> **Listed entries**:

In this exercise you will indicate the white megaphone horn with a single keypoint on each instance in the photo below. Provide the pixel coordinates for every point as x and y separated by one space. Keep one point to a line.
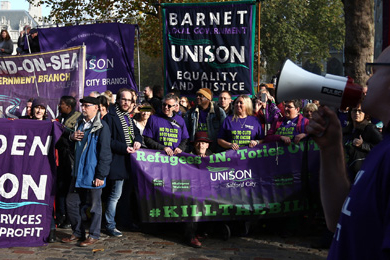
331 90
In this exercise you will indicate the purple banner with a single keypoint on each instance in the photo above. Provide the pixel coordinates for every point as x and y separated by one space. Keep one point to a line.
251 183
110 52
27 175
209 45
48 75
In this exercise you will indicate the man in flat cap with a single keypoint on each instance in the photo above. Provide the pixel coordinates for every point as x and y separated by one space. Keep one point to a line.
205 117
92 164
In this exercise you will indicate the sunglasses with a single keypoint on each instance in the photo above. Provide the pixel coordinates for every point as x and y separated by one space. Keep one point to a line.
167 105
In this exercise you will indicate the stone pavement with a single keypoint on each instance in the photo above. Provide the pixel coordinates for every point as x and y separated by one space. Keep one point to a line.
137 245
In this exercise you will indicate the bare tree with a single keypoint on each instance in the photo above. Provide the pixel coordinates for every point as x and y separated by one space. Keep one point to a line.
359 37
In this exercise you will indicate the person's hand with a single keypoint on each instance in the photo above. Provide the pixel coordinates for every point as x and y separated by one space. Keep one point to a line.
177 151
299 137
286 139
358 141
77 135
168 151
137 145
234 146
97 182
253 143
325 128
130 149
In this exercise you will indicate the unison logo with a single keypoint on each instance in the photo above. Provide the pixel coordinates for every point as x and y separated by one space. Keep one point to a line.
224 174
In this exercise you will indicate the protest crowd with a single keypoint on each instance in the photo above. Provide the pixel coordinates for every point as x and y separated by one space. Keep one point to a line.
101 130
126 121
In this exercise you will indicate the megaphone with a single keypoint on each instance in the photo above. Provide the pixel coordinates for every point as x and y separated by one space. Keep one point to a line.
331 90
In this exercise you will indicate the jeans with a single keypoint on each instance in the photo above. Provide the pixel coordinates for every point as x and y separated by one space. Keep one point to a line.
75 200
112 201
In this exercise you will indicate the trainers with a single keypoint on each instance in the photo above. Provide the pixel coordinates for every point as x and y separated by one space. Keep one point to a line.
114 232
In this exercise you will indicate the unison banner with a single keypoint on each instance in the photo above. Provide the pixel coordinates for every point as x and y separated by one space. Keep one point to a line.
27 175
209 45
48 75
250 183
110 52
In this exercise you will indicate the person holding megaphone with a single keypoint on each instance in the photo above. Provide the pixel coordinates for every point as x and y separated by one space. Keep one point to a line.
357 212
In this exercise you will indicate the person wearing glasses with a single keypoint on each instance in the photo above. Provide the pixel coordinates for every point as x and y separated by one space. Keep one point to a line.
91 138
125 139
166 130
291 127
359 137
242 128
225 102
205 117
357 212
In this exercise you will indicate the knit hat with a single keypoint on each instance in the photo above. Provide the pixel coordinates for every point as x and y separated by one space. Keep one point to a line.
39 102
90 100
206 92
202 136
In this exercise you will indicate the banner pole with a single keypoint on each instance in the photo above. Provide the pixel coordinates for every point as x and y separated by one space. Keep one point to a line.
139 63
161 37
258 49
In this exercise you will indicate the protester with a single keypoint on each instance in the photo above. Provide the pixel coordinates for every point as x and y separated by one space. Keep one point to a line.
34 41
92 165
68 117
108 94
241 129
191 235
291 128
21 49
359 137
6 44
141 119
39 113
148 93
103 105
201 144
358 213
225 102
266 110
185 104
125 139
38 109
205 116
165 130
94 94
28 114
309 109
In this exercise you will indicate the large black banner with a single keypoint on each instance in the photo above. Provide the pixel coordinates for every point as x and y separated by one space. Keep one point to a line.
209 45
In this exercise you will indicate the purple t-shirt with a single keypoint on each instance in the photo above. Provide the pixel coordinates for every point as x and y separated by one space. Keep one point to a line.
363 231
288 128
202 121
241 131
165 132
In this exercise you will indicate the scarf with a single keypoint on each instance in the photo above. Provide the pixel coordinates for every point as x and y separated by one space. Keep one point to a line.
129 129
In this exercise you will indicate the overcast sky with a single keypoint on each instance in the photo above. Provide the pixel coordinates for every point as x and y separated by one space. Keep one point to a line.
23 5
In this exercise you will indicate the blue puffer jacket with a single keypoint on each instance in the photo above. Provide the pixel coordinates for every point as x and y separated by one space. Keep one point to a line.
96 156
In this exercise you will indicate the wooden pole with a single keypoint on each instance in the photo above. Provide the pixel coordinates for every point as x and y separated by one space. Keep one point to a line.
258 48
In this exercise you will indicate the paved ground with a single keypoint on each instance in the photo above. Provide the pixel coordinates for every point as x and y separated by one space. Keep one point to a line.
169 245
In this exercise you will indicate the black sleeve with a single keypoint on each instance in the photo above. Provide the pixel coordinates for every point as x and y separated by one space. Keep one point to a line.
183 144
151 144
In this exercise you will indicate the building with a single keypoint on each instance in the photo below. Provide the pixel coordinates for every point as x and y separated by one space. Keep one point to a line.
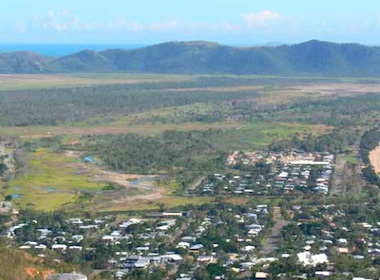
68 276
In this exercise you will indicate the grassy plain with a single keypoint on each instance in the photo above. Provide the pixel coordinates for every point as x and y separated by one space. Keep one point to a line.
51 182
39 81
54 170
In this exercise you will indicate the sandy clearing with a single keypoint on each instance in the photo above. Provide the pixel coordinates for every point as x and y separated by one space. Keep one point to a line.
39 132
374 157
99 174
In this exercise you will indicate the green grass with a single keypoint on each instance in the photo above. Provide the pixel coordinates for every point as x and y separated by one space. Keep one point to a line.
351 159
257 135
39 81
50 170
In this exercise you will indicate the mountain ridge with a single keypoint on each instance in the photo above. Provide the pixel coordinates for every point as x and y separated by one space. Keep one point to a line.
202 57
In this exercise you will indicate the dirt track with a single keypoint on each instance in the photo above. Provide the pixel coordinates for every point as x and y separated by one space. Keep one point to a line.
374 157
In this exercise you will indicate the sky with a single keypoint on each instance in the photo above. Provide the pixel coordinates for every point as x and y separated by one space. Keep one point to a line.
233 22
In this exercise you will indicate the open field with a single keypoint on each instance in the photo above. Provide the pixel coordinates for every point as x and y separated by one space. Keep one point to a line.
245 113
56 179
257 135
374 158
38 81
49 131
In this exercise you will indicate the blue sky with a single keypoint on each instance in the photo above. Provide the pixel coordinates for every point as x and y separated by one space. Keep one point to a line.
225 21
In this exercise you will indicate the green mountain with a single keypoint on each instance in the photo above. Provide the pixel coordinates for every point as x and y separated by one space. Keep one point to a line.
309 58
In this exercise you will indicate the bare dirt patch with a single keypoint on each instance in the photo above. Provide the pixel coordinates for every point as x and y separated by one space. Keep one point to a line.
374 157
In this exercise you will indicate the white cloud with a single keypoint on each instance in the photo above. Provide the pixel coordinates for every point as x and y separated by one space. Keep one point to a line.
20 27
58 20
253 20
164 26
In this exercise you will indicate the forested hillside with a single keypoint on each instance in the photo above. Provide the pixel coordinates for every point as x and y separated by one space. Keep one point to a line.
309 58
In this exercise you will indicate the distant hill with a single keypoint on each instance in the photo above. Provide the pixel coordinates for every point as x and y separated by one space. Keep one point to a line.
309 58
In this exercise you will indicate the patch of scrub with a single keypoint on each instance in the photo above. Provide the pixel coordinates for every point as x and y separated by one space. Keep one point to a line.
50 190
142 181
89 159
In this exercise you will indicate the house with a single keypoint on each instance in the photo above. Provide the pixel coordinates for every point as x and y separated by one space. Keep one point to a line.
60 247
261 275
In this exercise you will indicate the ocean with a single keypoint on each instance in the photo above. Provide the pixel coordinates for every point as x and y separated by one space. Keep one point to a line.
62 49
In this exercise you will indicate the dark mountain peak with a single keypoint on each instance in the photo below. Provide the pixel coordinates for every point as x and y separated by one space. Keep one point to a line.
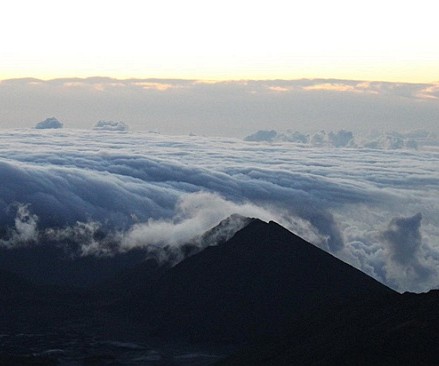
253 284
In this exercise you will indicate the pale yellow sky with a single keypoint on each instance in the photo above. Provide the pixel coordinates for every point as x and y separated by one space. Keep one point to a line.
363 40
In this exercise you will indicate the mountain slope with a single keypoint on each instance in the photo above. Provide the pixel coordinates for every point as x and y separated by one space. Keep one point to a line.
254 284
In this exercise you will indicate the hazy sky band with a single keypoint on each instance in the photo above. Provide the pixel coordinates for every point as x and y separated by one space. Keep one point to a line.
374 40
236 108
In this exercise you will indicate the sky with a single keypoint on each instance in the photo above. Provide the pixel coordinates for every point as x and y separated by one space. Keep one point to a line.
212 40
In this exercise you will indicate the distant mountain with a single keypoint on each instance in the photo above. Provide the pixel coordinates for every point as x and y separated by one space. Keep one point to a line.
269 296
254 284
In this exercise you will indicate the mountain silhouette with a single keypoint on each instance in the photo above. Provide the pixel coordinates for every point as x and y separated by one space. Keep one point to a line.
264 295
254 284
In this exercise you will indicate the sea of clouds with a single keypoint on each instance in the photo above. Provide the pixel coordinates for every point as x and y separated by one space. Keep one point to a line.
110 191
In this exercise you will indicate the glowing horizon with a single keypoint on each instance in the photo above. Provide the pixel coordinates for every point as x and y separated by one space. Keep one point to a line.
375 41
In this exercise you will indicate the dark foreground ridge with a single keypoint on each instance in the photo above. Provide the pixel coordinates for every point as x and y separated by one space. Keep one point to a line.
263 297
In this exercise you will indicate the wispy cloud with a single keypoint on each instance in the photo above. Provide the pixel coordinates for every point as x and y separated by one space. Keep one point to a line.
227 108
112 191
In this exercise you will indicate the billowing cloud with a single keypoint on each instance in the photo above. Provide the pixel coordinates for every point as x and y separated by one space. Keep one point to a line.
49 123
389 140
110 192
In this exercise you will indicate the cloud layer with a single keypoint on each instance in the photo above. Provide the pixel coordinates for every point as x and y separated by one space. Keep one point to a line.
107 190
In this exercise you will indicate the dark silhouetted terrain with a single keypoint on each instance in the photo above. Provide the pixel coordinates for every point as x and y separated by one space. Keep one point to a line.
263 297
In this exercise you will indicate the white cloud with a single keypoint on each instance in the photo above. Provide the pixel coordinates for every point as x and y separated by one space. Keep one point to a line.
138 189
233 108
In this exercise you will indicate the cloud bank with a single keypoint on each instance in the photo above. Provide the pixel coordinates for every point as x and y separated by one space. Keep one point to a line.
229 108
112 192
390 140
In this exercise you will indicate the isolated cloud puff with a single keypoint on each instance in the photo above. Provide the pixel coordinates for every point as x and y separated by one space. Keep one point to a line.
246 106
49 123
111 126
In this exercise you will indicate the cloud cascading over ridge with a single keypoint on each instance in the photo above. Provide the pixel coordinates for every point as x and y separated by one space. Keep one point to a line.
140 189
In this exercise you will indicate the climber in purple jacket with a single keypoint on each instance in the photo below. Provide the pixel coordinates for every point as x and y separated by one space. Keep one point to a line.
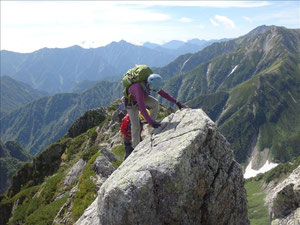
140 97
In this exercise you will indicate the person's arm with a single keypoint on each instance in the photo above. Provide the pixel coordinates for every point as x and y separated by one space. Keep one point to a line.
138 92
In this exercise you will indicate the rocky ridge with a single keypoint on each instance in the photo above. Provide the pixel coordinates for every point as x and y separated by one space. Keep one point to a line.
284 200
183 173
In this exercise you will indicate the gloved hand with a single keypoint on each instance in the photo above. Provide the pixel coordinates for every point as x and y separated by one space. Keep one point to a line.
156 124
180 106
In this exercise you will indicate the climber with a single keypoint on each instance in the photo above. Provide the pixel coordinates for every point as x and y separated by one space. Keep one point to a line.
139 97
126 131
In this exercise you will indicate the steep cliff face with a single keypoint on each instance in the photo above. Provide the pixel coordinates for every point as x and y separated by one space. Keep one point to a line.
284 200
183 173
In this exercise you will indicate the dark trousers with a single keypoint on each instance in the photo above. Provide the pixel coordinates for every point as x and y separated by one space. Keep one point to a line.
128 148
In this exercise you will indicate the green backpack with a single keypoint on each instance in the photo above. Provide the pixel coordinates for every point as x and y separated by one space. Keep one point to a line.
137 74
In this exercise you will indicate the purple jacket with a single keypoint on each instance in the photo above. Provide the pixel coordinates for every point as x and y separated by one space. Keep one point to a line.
139 96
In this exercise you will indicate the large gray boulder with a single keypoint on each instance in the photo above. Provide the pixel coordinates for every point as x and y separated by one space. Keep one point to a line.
183 173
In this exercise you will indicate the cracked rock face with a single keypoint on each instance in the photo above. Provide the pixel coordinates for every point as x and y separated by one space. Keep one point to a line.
181 174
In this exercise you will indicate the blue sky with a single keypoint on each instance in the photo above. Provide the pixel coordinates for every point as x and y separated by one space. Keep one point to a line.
27 26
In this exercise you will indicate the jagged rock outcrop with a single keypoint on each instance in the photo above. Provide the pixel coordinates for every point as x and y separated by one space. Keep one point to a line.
183 173
284 200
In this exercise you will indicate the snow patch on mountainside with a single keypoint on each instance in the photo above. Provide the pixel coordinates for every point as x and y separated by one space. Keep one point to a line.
252 173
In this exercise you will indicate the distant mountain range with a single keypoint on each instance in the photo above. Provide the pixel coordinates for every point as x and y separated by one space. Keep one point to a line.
12 156
252 83
45 120
61 70
14 94
248 85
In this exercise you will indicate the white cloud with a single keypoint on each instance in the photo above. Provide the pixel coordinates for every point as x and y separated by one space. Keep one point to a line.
211 4
247 19
228 23
214 22
185 20
57 13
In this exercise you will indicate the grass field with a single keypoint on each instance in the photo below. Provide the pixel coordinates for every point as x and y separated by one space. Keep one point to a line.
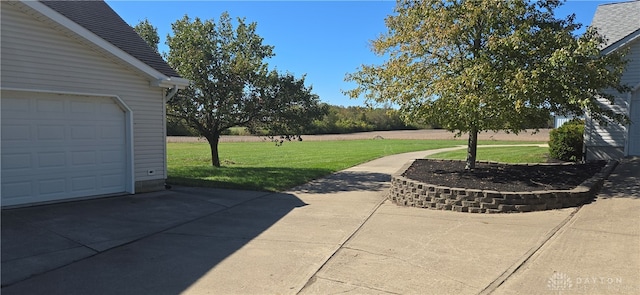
264 166
525 154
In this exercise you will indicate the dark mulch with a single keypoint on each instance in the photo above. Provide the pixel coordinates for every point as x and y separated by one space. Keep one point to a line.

> **Stated goal**: Each line from the one bearing "In this exercise you will indicate the grass field" through the final line of the records is to be copied exactly, and no pictures are to be included.

> **Result for this task**:
In this exercise you will indicate the grass field with a single keypoint on each instance in the photo below. Provide the pixel coordinates for every point as x and y separated by one space. Keep one point to a line.
264 166
525 154
In this exercise you will indicate the dark mulch with a single keypoint on each instance in the photo above. Provide the pixel coordinates for every point as x and y separated by one space. Keep one point to a line.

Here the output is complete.